** START EXTRACTED RECORDS **

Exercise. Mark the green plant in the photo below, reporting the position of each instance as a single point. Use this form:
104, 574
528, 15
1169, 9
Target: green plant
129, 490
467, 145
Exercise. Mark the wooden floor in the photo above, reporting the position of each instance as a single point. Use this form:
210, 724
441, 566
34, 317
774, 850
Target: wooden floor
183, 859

** END EXTRACTED RECORDS **

STATED EXERCISE:
Return every entry verbatim.

RESPONSE:
Exercise. Mark the green plant in the photo below, reporting the position of each instance as a single point. Use this form:
104, 574
528, 15
1169, 9
Target: green plant
129, 490
467, 145
Exercise. Mark the wooden floor in the photo above, reporting the position of each instance as a single point. Use this form:
210, 724
441, 566
34, 317
774, 850
Target: wooden floor
183, 859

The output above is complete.